### Instrucción A
En el texto sobre Zugazagoitia y Franco, ¿qué día firma el Generalísimo el último parte de las operaciones militares?
### Instrucción B
Escribe la continuación del texto sobre Zugazagoitia y Franco a partir de su última frase.

### Texto de origen

· · · · ·

Julián Zugazagoitia, periodista, escritor y político, redactor
y director de El Socialista de Madrid. Diputado por Badajoz y por
Bilbao. Ministro de Gobernación y secretario de la Defensa en en primer y ñultimo gobierno de Juan Negrín. Exiliado
en Francia desde 1939, fue capturado por la Gestapo y entregado a las
autoridades franquistas, que lo sentenciaron a muerte en un juicio sumario.
Fusilado en las tapias del cementerio del Este, junto a Cruz Salido y trece republicanos más en la madrugada del 9 de noviembre de 1940.
El Generalísimo firma
el último parte de las operaciones militares, comunicando oficialmente la
victoria, el 1 de abril de 1939. Es la señal esperada para hacer engordar, con
ditirambos espesos y adjetivos mostrencos, la ya tan grasa biografía de Franco.
Con recursos de místicas extranjeras, difícilmente asimilables para el genio
español, se le construye una peana nacional. Aupada en ella, la figura del
Caudillo se empequeñece; su voz, feble, se pierde. Castilla, extraordinaria en
dimensiones eternas, le devora implacable. No es el Cid. Es, a lo sumo, un
soldado de fortuna, con la fácil carrera de cuantos, simpáticos a Don Alfonso
—más señorito que rey a sus horas—, disponían de su valimiento y sostén. La
espada del general se forjó y templó, rutilante que no recia, en una saleta de
Palacio. Franco no la esgrimió contra los electores del 14 de abril. A la
cabeza del escalafón militar, su prudencia señaló límites infranqueables a la
gratitud. ¿Podía exigirle el monarca un sacrificio estéril? Respuesta
apaciguadora que se dio al general: «Lo ineluctable —la caída de la Monarquía
lo es— responde siempre a una causalidad fatal, ergo, sólo el tiempo con fuerza
bastante para modificar el daño y reparar la ofensa». La lealtad se refugió en
el santuario del hogar, siguiendo el consejo de los poetas del Blanco y Negro,
revista que lubrica esperanzas restauradoras y canta la gloria inmarcesible de
la bandera depuesta, alta de orgullo y grávida de victorias, presente en Cuba,
en Cavite, en Filipinas, en el Barranco del Lobo, en Monte Arruit, en Annual… ¿Depuesta?
En los entrepaños de la guerrera del general camandulero, coincidiendo con la
tetilla izquierda, su esposa le ha bordado, en seda pura, los colores
proscritos y abrazándolos una divisa que ella encuentra caballeresca: «Jurada y
no olvidada». Esas palabras, discurridas por el numen cristiano y monárquico de
la esposa, dan fuerza al caballero para remontar, con estoica firmeza, las
pruebas más rudas y enconadas. El paño tricolor de la República, ofrecido a
España como renuncia cobarde a toda robusta ambición imperial, se presenta a
los militares con una grosera vinculación a la nómina. ¡Qué indelicada y
ofensiva coacción! No será la última. Preparado para mayores sacrificios, el
Caudillo da ejemplo de abnegación. Astillado el corazón, seco de disciplina
protocolaria, apartando de la ceremonia a Dios, para escapar al perjurio.

· · · · ·

### Datos registrados
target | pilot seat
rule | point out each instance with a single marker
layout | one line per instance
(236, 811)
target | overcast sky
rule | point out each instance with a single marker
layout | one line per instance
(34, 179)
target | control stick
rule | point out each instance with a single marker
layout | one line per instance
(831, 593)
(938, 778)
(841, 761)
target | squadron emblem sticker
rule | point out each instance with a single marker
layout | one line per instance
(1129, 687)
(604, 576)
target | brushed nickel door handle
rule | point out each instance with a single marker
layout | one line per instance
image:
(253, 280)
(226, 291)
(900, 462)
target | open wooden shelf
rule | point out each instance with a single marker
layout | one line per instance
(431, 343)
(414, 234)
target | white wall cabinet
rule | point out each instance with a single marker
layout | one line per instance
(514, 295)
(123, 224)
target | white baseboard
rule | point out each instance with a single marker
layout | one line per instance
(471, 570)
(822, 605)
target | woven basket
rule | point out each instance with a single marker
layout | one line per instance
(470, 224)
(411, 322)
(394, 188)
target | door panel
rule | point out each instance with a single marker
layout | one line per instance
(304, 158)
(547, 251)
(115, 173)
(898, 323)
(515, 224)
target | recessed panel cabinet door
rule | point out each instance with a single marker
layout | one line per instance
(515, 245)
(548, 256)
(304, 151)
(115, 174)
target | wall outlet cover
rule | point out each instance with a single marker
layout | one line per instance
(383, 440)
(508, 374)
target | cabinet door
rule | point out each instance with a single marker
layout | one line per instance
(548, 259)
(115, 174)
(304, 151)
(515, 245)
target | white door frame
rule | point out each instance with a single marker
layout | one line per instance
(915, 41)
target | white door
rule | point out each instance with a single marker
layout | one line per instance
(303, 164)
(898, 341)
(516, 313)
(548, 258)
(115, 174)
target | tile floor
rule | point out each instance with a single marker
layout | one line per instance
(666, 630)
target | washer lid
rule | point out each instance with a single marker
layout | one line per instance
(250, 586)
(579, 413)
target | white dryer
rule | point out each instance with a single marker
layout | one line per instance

· · · · ·

### Respuesta escrita A
El 1 de abril de 1939.

### Respuesta escrita B
Franco hace promesa de lealtad a la nueva enseña. A la hora de besarla —ocasión
de escalofríos heroicos en los días de juramento—, la muerde con los dientes de
la mala intención.
Provisionalmente, ese
es su desquite. Lo importante es que ha dado comienzo la lucha. Quienes le
piden, antes de tiempo, que desenfunde su acero para restablecer la dinastía,
ignoran que previamente deben ser cubiertas las etapas del dolor y de la
expiación. El término de la penitencia se conocerá, según el dictamen de su
propia esposa, digna de figurar entre las mujeres fuertes de la Escritura, de
manera inequívoca y precisa. La mano del general, por movimiento ajeno a su
voluntad, asirá convulsivamente la empuñadura del arma y ese impulso
irrefrenable equivaldrá a una orden colectiva. Mozos y adultos, casados y
solteros, impelidos por la misma fuerza misteriosa y sagrada, arbolarán, con
sus armas, sus corazones transidos de fe y marcharán cantando hacia la
victoria. Sueño místico de vitrina de catedral gótica. Franco accedía a
contemplarse en él, protagonista indiscutido, por el placer de destruir con una
estocada certera la vida del Monstruo. Este dejó de ser a sus ojos el
adversario demoníaco de una leyenda cándida para adquirir ingrata corporeidad
tangible, cédula de poder político y domicilio en el Palacio de Buenavista,
sede conocida del Ministerio de la Guerra, Esta era su cueva. El perverso enemigo,
dragón, serpiente o grito, el Monstruo, en suma, encamaba en la persona de don
Manuel Azaña. Limpia de todo anacronismo, la vieja pugna dramática
de la luz y la sombra, del bien y del mal se insertaba una vez más en la
entraña de la vida española. Cuanto más aparente la victoria del mal, más
cercano el triunfo decisivo del bien.
Azaña trabaja por dar
una nueva fisonomía al Ejército. Lo quiere proporcionado y eficiente. Suda sus
afanes, medita sus proyectos y los refiere a su orgullo de español. Eso basta
para que en los cuartos de banderas la estupidez se encabrite bajo el duro
espolique del odio y la impaciencia se revuelva contra la flema del elegido del
Señor que continúa esperando el impulso misterioso y sagrado. Los caballeros
del 10 de agosto fracasan. Sanjurjo es hecho prisionero, condenado a muerte e
indultado. El corazón del Monstruo no es tierno, es cobarde. Esta es la conclusión
de los vencidos a quienes la generosidad del vencedor, más que la derrota,
aviva y exacerba el rencor. Sanjurjo tapa con silencio a su cómplice y hace
penitencia de lector frente al Cantábrico, en la colina verde del Dueso. Franco
tiene para su colega, rudo soldado de pelo en pecho, pasado por muchas aguas y
lejías, una mirada compasiva y una palabra condescendiente. Le
juzga extraviado, histórica y religiosamente. Se ha lanzado a una empresa de
virtud sin pureza y ha querido meter una insurrección del siglo XX en un padrón
del XIX. Lerroux, que tanto le debe, indulta a Sanjurjo. Gil Robles, que piensa
en rehacer lo que le dicen que demolió Azaña, confiere a Franco la
subsecretaría del Ministerio de la Guerra. El Monstruo, contra toda suposición,
no está muerto. Su resuello enardece al país. Cuando más implacablemente le
cercan sus adversarios con invectivas y denuestos, mejor desarrolla su fuerza.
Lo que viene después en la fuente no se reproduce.